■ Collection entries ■
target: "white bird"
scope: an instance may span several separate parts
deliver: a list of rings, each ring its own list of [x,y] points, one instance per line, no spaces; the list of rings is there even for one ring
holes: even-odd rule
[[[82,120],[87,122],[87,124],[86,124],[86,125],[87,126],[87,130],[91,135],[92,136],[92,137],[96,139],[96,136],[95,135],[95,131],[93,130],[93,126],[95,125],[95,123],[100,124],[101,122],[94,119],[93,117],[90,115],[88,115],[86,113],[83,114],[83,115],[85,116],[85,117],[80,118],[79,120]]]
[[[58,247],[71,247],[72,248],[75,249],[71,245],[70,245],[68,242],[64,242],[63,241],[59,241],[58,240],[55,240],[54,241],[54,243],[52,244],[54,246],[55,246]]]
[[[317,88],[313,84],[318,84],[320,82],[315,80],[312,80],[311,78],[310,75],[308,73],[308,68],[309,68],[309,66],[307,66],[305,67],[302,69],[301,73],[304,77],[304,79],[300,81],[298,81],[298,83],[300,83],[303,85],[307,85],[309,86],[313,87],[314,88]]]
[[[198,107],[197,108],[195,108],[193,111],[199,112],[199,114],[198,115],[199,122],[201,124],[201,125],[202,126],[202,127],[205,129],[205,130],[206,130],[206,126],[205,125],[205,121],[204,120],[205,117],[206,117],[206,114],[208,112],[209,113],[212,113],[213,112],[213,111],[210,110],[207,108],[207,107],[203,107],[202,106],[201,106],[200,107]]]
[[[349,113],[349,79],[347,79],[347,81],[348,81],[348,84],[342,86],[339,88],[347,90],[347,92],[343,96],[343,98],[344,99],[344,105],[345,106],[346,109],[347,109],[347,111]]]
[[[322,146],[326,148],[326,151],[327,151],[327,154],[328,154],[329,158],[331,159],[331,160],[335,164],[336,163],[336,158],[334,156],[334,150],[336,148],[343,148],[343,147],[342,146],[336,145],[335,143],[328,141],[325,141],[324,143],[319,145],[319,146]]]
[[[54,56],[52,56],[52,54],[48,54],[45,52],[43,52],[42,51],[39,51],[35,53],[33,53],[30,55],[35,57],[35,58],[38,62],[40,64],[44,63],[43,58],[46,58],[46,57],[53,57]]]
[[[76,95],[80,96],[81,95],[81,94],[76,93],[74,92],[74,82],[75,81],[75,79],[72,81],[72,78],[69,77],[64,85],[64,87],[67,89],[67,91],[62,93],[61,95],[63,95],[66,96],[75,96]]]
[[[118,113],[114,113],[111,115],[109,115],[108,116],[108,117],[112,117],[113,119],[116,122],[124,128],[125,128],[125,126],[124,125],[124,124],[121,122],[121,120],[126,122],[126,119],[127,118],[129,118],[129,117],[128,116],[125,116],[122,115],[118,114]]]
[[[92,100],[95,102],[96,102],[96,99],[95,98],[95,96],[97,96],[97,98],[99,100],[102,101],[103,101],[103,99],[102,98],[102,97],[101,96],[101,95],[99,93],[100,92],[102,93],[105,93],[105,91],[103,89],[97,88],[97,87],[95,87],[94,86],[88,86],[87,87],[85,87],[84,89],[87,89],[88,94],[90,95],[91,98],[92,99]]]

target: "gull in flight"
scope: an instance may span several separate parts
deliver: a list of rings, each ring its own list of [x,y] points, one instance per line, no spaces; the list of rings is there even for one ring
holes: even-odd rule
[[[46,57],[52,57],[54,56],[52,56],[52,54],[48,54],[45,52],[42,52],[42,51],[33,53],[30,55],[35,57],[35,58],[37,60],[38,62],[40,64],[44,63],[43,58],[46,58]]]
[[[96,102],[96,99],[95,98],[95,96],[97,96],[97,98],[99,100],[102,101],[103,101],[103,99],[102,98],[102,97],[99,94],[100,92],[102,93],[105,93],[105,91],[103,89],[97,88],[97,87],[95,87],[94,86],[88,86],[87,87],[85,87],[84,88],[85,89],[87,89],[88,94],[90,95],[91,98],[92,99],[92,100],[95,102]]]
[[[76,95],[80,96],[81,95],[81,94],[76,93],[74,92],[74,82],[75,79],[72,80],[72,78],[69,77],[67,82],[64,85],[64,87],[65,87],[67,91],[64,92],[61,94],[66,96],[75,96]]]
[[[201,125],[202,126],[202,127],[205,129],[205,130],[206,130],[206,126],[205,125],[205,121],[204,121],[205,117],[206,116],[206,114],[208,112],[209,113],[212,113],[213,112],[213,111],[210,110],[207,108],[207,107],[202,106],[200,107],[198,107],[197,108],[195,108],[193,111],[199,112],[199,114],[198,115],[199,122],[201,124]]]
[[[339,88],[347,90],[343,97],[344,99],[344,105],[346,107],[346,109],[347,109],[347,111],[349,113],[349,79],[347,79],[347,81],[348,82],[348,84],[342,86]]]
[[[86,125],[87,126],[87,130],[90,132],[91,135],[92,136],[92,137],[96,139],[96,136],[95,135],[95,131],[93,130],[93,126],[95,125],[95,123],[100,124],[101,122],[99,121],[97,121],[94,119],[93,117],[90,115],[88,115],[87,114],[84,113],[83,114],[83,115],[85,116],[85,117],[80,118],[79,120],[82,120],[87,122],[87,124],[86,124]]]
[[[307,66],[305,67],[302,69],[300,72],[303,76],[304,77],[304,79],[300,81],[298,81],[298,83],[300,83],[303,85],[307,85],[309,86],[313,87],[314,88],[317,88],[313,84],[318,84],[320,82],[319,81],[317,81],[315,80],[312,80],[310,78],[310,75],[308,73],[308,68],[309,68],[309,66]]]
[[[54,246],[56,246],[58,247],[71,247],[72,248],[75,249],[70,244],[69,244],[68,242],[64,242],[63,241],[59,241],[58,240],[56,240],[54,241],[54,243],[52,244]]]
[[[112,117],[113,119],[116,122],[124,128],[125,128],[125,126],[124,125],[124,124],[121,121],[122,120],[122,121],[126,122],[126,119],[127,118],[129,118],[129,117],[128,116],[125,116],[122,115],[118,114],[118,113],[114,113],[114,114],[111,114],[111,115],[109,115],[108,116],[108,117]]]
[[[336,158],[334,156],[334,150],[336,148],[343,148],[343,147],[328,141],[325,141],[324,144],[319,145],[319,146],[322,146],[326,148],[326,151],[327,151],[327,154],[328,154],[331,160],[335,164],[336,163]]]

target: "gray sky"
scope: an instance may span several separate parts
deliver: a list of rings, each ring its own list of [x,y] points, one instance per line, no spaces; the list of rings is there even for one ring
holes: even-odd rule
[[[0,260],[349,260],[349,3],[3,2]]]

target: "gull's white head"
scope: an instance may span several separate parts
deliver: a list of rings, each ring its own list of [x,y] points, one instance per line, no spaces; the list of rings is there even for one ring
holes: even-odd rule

■ Instruction ■
Provide all the records again, word for word.

■ Exercise result ■
target: "white bird"
scope: an instance may span several separate parts
deliver: a list of rings, each ring its own list of [x,y] points, one instance per line, no spaces; the list of rings is there even for one ring
holes: even-odd rule
[[[82,120],[87,122],[87,124],[86,124],[86,125],[87,126],[87,130],[91,135],[92,136],[92,137],[96,139],[96,136],[95,135],[95,131],[93,130],[93,126],[95,125],[95,123],[100,124],[101,122],[94,119],[93,117],[90,115],[88,115],[86,113],[83,114],[83,115],[85,116],[85,117],[80,118],[79,120]]]
[[[58,247],[71,247],[72,248],[75,249],[71,245],[70,245],[68,242],[64,242],[63,241],[59,241],[58,240],[55,240],[54,241],[54,243],[52,244],[54,246],[55,246]]]
[[[317,88],[313,84],[318,84],[320,82],[315,80],[312,80],[311,78],[310,75],[308,73],[308,68],[309,68],[309,66],[307,66],[305,67],[302,69],[301,73],[304,77],[304,79],[300,81],[298,81],[298,83],[300,83],[303,85],[307,85],[309,86],[313,87],[314,88]]]
[[[198,107],[197,108],[195,108],[193,111],[199,112],[199,114],[198,115],[199,122],[201,124],[201,125],[202,126],[202,127],[205,129],[205,130],[206,130],[206,126],[205,125],[205,121],[204,120],[205,117],[206,117],[206,114],[208,112],[209,113],[212,113],[213,112],[213,111],[210,110],[207,108],[207,107],[203,107],[202,106],[201,106],[200,107]]]
[[[349,113],[349,79],[347,79],[347,81],[348,81],[348,84],[342,86],[339,88],[347,90],[347,92],[343,96],[343,98],[344,99],[344,105],[345,106],[346,109],[347,109],[347,111]]]
[[[322,146],[326,148],[326,151],[327,151],[327,154],[328,154],[329,158],[331,159],[331,160],[335,164],[336,163],[336,158],[334,156],[334,150],[336,148],[343,148],[343,147],[342,146],[336,145],[335,143],[328,141],[325,141],[324,143],[319,145],[319,146]]]
[[[54,56],[52,56],[52,54],[48,54],[45,52],[43,52],[42,51],[39,51],[35,53],[33,53],[30,55],[35,57],[35,58],[38,62],[40,64],[44,63],[43,58],[46,58],[46,57],[53,57]]]
[[[76,95],[80,96],[81,95],[81,94],[76,93],[74,92],[74,82],[75,81],[75,79],[72,81],[72,78],[69,77],[64,85],[64,87],[67,89],[67,91],[62,93],[61,95],[63,95],[66,96],[75,96]]]
[[[118,113],[114,113],[111,115],[109,115],[108,116],[108,117],[112,117],[113,119],[116,122],[124,128],[125,128],[125,126],[124,125],[124,124],[121,122],[121,120],[126,122],[126,119],[127,118],[129,118],[129,117],[128,116],[125,116],[122,115],[118,114]]]
[[[92,100],[95,102],[96,102],[96,99],[95,98],[95,96],[97,96],[97,98],[99,100],[102,101],[103,101],[103,99],[102,98],[102,97],[101,96],[101,95],[99,93],[100,92],[102,93],[105,93],[105,91],[103,89],[97,88],[97,87],[95,87],[94,86],[88,86],[87,87],[85,87],[84,89],[87,89],[88,94],[90,95],[91,98],[92,99]]]

target: "gull in flight"
scope: an instance may span several separate parts
deliver: a list of rings, each ring its own list of [x,y] points, one instance per line, no spaces; the list of rings is there even for one ring
holes: even-odd rule
[[[46,57],[52,57],[54,56],[52,56],[52,54],[48,54],[45,52],[42,52],[42,51],[33,53],[30,55],[35,57],[35,58],[37,60],[38,62],[40,64],[44,63],[43,58],[46,58]]]
[[[96,102],[96,99],[95,98],[95,96],[97,96],[97,98],[99,100],[102,101],[103,101],[103,99],[102,98],[102,97],[99,94],[100,92],[102,93],[105,93],[105,91],[103,89],[97,88],[97,87],[95,87],[94,86],[88,86],[87,87],[85,87],[84,88],[85,89],[87,89],[88,94],[90,95],[91,98],[92,99],[92,100],[95,102]]]
[[[76,95],[80,96],[81,95],[81,94],[76,93],[74,92],[74,82],[75,79],[72,80],[72,78],[69,77],[67,82],[64,85],[64,87],[65,87],[67,91],[64,92],[61,94],[66,96],[75,96]]]
[[[201,125],[202,126],[202,127],[205,129],[205,130],[206,130],[206,126],[205,125],[205,121],[204,121],[205,117],[206,116],[206,114],[208,112],[209,113],[212,113],[213,112],[213,111],[210,110],[207,108],[207,107],[202,106],[200,107],[198,107],[197,108],[195,108],[193,111],[199,112],[199,114],[198,115],[199,122],[201,124]]]
[[[339,88],[347,90],[343,97],[344,99],[344,105],[346,107],[346,109],[347,109],[347,111],[349,113],[349,79],[347,79],[347,81],[348,82],[348,84],[342,86]]]
[[[86,125],[87,126],[87,130],[90,132],[91,135],[92,136],[92,137],[96,139],[96,136],[95,135],[95,131],[93,130],[93,126],[95,125],[95,123],[100,124],[101,122],[99,121],[97,121],[94,119],[93,117],[90,115],[88,115],[87,114],[84,113],[83,114],[83,115],[85,116],[85,117],[80,118],[79,120],[82,120],[87,122],[87,124],[86,124]]]
[[[307,66],[305,67],[302,69],[300,72],[303,76],[304,77],[304,79],[300,81],[298,81],[298,83],[300,83],[303,85],[307,85],[309,86],[313,87],[314,88],[317,88],[313,84],[318,84],[320,82],[319,81],[317,81],[315,80],[312,80],[310,78],[310,75],[308,73],[308,68],[309,68],[309,66]]]
[[[54,246],[56,246],[58,247],[71,247],[72,248],[75,249],[70,244],[69,244],[68,242],[64,242],[63,241],[59,241],[58,240],[56,240],[54,241],[54,243],[52,244]]]
[[[112,117],[113,119],[116,122],[124,128],[125,128],[125,126],[124,125],[124,124],[121,121],[122,120],[122,121],[126,122],[126,119],[127,118],[129,118],[129,117],[128,116],[125,116],[122,115],[118,114],[118,113],[114,113],[114,114],[111,114],[111,115],[109,115],[108,116],[108,117]]]
[[[336,158],[334,156],[334,150],[336,148],[343,148],[343,147],[328,141],[325,141],[324,144],[319,145],[319,146],[322,146],[326,148],[326,151],[327,151],[327,154],[328,154],[331,160],[335,164],[336,163]]]

target: "gray sky"
scope: an instance may span several separate parts
deliver: a list of rings, each ring its own list of [x,y] points, one instance per line, no spaces; the list of rings is there even for one ring
holes: even-odd rule
[[[0,260],[349,260],[349,3],[3,2]]]

target: "gull's white head"
scope: an instance may span several separate parts
deliver: a list of rings, each ring its own list of [x,y] points, one instance per line, no spaces; the list of rings is there even for one ring
holes: even-odd rule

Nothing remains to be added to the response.